#### EXERCISE MATERIAL

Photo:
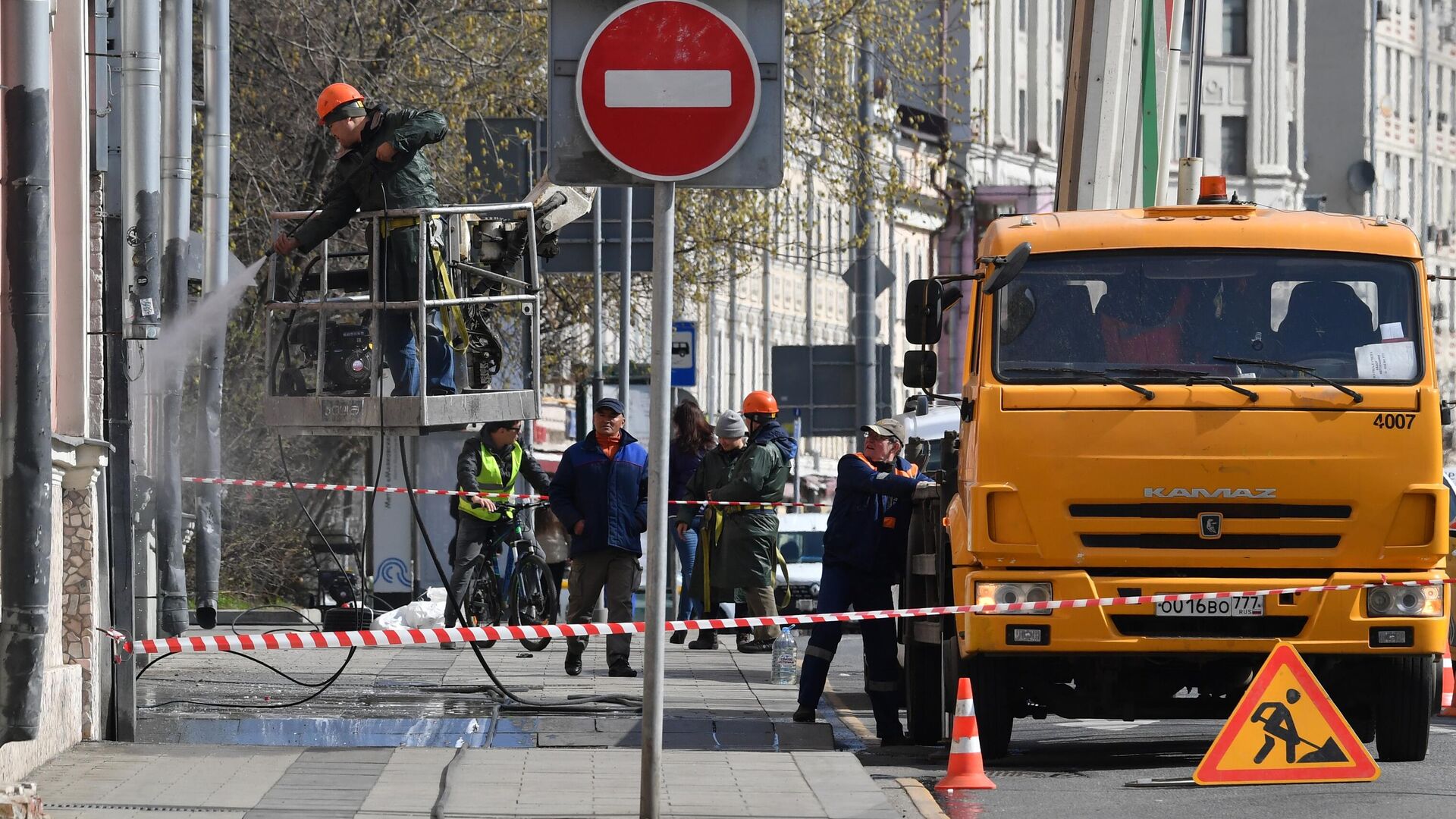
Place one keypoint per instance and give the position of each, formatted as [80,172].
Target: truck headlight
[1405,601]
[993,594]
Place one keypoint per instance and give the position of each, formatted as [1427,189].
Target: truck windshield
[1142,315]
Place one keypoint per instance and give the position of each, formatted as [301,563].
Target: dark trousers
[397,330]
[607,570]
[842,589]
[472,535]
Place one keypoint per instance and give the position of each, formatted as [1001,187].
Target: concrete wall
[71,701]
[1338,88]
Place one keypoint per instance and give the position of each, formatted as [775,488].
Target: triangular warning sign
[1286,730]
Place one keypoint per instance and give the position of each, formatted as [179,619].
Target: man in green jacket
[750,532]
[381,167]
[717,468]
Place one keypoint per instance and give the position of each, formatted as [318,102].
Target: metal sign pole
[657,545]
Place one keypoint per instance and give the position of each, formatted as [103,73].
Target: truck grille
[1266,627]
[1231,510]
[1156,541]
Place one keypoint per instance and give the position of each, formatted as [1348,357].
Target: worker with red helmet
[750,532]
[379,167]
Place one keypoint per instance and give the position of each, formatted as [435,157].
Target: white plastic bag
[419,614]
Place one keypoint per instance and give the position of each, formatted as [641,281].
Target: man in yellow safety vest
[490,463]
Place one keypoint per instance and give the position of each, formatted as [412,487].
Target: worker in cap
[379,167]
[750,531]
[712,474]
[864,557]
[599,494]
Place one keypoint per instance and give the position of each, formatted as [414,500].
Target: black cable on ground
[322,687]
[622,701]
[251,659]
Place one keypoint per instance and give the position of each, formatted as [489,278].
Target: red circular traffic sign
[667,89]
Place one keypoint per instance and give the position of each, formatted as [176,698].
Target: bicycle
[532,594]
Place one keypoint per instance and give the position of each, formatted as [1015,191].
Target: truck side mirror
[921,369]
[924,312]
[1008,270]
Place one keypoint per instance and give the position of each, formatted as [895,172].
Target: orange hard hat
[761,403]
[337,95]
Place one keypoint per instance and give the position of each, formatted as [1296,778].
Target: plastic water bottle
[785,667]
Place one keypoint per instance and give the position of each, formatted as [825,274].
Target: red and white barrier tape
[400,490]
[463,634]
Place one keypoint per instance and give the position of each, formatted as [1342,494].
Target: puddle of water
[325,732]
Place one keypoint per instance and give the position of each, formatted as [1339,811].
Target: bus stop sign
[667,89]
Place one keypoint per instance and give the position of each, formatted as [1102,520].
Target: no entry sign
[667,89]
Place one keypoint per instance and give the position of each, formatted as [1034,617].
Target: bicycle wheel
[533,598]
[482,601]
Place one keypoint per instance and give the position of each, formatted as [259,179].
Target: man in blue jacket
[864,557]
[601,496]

########

— WORK TO BE COMPLETED —
For the lines above, output exactly those from the line containing "Target: worker with red helmet" through the line containing "formatted as [1296,778].", and skip the others.

— TASK SOLUTION —
Target: worker with red helmet
[750,532]
[379,167]
Place one keypoint per instance and give the position of each, formatted as [435,157].
Target: white plastic bag
[419,614]
Place one keypoint per instance and give the position of each, formatted as [641,281].
Target: man in yellow safety vest
[490,463]
Place one keypoint per instance and give the position of each, formatted as [412,487].
Target: worker in cap
[379,167]
[750,531]
[712,474]
[864,557]
[599,494]
Place one keypoint per instance and give the position of each, formatted as [414,500].
Target: black cable on ground
[322,687]
[622,701]
[251,659]
Place one keypoint per instance and give the position of each, formatted as [489,278].
Target: red circular traffic sign
[667,89]
Place one keypoint per instance and give the position of each, formatted as [176,698].
Target: bicycle
[532,594]
Place one keypoint per instance and give the position of each, formatted as [1015,191].
Target: truck side mirror
[921,369]
[924,312]
[1008,270]
Place one keypoint per instance and give the position of each, formatted as [895,172].
Target: orange hard hat
[761,403]
[337,95]
Place one keypoint per instance and give the position of each, formatted as [1296,778].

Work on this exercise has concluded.